Methods:Single and double NNRTI resistance mutations were introduced into an HIV-1 expression plasmid containing a ~3.7 kilo-base gag-pol insert from a subtype-C reference strain. The NNRTI mutation list from the International AIDS Society was used for selection of single mutants. Double mutants with significant covariation were identified by performing a Jaccard analysis on sequences from NNRTI experienced patients. Mutant plasmids were transfected into 293T-cells for the production of HIV-1 resistance vectors, and used to infect 293T-cells in serial dilutions of efavirenz, nevirapine and etravirine. Fold-change (FC) values were deduced for each virus-drug combination. Phenotypic resistance was classified by use of the Monogram PhenoSense and Virco Antivirogram cut-off values.

> **TASKS AND EXERCISES**:
• 1. From the methods section above, copy the passage starting with "Methods:Single and double" and going on through "Antivirogram cut-off values.".
• 2. According to the methods section, the infected 293T-cells were placed in serial dilutions of which three drugs?

Data excerpts

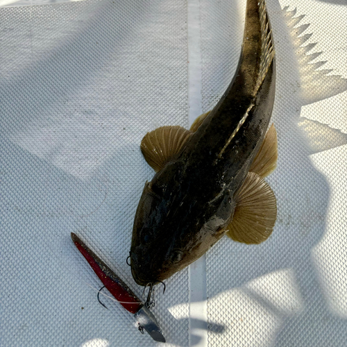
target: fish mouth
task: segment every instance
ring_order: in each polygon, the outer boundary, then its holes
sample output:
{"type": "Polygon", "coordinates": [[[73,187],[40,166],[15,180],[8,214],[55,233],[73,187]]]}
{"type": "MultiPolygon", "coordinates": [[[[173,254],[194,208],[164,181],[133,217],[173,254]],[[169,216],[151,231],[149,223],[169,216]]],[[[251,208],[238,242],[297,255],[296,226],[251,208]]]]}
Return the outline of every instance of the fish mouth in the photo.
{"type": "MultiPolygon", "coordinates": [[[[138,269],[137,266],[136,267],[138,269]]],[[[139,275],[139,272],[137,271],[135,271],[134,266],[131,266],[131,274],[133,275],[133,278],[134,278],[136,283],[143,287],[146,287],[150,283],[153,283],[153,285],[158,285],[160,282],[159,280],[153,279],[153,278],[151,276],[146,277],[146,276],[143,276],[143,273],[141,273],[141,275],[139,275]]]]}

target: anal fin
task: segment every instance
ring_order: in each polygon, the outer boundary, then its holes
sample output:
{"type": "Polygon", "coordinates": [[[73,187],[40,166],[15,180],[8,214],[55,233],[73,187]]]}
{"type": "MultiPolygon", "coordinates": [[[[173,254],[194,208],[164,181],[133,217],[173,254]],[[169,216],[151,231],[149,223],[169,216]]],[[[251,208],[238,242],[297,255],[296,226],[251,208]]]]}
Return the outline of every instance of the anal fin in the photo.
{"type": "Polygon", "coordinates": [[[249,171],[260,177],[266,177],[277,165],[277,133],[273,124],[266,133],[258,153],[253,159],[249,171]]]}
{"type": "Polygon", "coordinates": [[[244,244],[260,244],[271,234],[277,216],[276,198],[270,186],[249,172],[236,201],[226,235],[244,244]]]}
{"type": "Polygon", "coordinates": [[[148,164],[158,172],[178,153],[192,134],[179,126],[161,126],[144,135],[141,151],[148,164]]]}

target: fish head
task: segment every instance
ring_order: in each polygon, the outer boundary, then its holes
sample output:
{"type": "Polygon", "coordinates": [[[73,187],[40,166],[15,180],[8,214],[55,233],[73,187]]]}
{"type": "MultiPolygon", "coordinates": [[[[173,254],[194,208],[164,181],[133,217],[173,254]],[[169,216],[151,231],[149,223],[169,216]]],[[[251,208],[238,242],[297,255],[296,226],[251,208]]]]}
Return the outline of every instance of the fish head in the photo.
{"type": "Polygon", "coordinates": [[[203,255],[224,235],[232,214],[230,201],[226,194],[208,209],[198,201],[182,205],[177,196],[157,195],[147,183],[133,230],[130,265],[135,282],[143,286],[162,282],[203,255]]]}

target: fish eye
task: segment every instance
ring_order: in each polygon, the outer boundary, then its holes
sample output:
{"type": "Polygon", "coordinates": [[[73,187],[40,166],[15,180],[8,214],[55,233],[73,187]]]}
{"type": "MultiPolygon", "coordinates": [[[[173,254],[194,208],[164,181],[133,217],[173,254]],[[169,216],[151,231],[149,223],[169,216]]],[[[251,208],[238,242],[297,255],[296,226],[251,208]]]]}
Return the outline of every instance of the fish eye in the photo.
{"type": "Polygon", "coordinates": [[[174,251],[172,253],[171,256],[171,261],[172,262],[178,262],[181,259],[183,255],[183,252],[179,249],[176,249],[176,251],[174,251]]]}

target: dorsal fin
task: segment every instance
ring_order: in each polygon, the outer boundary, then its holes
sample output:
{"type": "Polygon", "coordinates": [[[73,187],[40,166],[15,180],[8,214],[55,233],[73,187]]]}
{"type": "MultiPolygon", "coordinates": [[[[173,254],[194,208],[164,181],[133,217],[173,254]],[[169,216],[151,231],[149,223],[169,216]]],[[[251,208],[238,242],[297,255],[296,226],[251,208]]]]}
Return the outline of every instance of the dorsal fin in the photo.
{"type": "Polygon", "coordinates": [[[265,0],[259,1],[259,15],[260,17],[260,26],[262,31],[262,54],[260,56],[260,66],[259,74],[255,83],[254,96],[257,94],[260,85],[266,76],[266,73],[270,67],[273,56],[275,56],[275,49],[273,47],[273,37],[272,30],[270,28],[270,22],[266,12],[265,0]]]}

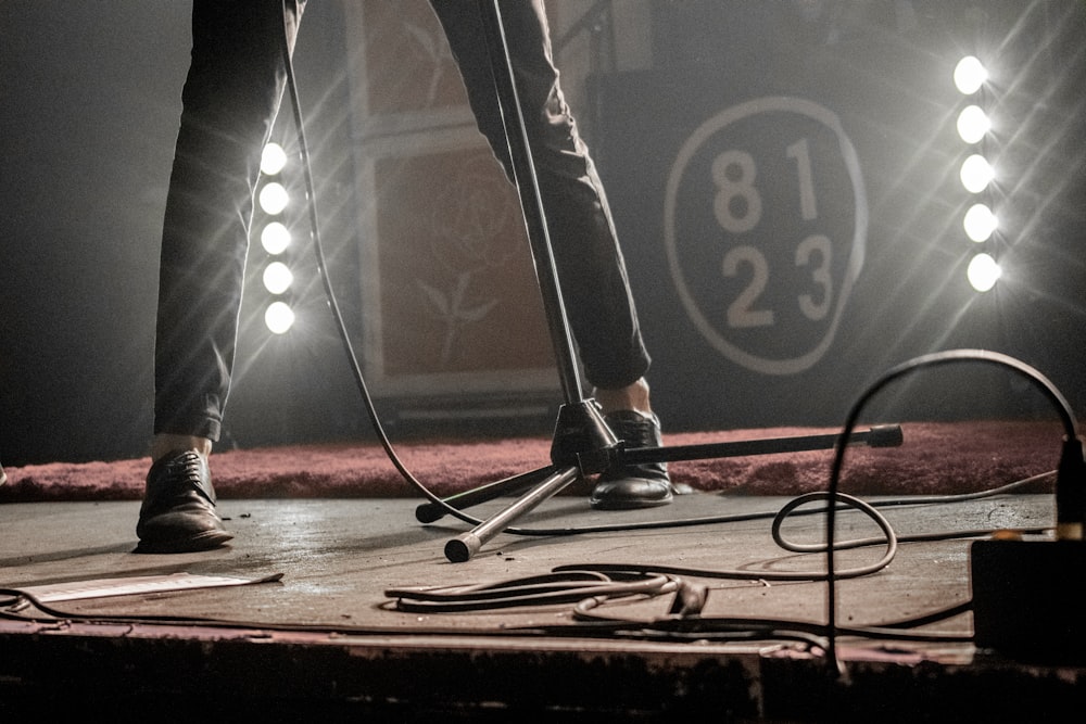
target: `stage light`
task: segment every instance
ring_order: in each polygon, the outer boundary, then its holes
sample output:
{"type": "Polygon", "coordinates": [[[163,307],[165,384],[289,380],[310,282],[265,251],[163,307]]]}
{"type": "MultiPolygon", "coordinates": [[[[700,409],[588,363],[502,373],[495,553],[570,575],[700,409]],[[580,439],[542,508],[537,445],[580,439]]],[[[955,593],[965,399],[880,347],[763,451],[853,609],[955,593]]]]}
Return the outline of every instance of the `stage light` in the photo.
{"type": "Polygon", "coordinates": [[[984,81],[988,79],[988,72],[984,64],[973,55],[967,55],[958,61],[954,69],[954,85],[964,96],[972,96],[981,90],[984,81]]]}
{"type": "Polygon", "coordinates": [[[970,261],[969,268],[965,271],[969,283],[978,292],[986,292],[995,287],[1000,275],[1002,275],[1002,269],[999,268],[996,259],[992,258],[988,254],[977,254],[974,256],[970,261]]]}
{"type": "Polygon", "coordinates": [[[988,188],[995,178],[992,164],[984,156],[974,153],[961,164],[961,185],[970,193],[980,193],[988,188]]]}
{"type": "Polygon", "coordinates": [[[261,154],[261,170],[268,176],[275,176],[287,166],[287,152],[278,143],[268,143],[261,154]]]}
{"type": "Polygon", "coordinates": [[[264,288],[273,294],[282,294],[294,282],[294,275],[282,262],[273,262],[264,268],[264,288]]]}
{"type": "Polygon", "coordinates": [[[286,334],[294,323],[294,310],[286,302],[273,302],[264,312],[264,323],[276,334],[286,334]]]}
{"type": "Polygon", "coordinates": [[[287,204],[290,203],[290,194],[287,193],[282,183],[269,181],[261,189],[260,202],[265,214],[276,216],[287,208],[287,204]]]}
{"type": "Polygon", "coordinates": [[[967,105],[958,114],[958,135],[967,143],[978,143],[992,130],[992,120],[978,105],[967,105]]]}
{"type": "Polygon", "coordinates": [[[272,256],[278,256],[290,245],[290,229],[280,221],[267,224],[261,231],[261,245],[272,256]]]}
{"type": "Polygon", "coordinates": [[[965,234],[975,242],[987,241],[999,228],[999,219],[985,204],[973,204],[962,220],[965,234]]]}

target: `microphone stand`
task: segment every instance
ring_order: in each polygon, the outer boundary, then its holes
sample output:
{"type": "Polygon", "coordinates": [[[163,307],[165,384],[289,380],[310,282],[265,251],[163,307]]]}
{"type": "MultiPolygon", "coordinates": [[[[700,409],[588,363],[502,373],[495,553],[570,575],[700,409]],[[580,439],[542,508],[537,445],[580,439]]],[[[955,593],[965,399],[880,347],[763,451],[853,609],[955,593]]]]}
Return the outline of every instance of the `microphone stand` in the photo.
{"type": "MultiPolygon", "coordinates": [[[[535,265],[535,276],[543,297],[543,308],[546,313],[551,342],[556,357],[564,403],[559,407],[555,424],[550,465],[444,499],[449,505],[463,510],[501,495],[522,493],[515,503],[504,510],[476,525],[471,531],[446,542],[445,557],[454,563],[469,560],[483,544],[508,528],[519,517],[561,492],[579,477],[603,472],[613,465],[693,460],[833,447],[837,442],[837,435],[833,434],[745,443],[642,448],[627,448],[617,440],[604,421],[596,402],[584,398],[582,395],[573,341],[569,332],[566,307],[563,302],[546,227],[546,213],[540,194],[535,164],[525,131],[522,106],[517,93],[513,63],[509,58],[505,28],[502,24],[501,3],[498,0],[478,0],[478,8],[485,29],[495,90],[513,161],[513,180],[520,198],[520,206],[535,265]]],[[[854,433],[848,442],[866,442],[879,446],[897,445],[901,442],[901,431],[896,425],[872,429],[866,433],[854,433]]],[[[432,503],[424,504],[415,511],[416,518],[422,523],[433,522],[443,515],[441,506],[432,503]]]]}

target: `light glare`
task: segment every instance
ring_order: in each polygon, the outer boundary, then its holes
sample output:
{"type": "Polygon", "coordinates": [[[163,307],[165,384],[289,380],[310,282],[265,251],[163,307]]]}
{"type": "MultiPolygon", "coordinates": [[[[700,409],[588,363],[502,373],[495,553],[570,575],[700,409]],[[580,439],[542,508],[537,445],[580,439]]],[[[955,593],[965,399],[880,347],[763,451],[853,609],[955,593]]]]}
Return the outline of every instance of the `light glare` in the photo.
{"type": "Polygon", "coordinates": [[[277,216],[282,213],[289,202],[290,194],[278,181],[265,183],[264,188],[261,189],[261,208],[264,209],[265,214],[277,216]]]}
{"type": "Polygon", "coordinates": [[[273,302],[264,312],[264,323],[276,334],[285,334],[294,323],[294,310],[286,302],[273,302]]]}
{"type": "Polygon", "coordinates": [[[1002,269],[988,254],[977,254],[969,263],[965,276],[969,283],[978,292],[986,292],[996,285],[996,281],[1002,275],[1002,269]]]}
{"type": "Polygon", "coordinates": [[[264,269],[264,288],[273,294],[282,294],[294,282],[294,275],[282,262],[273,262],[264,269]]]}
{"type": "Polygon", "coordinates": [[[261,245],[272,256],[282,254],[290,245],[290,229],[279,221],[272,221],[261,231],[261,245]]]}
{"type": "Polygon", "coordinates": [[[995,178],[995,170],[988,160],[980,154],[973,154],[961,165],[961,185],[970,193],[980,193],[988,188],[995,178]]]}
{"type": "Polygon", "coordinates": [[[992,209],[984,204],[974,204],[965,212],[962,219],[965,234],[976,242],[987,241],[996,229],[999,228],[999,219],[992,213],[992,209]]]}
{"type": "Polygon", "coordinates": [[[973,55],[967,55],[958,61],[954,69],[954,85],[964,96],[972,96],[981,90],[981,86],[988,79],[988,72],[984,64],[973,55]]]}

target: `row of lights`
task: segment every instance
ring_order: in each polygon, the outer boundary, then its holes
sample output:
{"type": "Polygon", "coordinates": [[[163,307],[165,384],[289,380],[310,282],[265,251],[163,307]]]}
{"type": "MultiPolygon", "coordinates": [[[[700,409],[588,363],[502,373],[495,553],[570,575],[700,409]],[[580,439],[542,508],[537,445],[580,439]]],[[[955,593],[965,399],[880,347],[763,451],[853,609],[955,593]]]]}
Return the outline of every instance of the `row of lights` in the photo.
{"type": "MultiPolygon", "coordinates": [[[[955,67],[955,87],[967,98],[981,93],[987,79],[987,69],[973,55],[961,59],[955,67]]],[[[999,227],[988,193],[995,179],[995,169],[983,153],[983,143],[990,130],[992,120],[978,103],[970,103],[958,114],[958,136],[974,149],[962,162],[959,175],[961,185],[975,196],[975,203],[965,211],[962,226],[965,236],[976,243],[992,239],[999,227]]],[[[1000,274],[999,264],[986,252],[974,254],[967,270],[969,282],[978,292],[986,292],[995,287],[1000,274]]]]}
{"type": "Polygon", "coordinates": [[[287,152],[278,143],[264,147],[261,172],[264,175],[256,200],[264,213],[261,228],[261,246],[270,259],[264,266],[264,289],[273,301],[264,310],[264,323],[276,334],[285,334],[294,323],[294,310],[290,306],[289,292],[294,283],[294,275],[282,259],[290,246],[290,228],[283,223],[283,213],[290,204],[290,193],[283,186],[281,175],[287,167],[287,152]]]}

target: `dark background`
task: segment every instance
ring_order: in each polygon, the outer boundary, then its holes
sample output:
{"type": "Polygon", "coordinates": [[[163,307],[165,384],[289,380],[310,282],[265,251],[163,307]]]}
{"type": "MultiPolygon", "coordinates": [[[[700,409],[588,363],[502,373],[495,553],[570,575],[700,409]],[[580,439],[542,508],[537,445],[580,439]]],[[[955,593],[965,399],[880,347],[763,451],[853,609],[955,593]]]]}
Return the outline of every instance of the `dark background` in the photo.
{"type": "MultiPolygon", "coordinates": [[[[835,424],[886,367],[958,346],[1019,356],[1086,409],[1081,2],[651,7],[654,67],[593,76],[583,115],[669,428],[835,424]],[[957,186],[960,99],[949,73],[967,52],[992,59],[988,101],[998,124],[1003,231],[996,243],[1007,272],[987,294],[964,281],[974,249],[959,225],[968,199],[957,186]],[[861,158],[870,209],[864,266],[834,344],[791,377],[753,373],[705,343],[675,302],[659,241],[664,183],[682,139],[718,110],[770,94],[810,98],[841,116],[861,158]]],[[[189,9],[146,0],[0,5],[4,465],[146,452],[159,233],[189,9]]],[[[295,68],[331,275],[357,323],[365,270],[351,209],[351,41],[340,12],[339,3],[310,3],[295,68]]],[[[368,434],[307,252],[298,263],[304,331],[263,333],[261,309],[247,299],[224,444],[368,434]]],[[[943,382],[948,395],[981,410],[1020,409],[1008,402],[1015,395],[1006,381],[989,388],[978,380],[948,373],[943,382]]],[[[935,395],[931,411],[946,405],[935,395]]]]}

> **YOUR RESPONSES**:
• 1.
Methods:Single and double NNRTI resistance mutations were introduced into an HIV-1 expression plasmid containing a ~3.7 kilo-base gag-pol insert from a subtype-C reference strain. The NNRTI mutation list from the International AIDS Society was used for selection of single mutants. Double mutants with significant covariation were identified by performing a Jaccard analysis on sequences from NNRTI experienced patients. Mutant plasmids were transfected into 293T-cells for the production of HIV-1 resistance vectors, and used to infect 293T-cells in serial dilutions of efavirenz, nevirapine and etravirine. Fold-change (FC) values were deduced for each virus-drug combination. Phenotypic resistance was classified by use of the Monogram PhenoSense and Virco Antivirogram cut-off values.

• 2. Efavirenz, nevirapine and etravirine.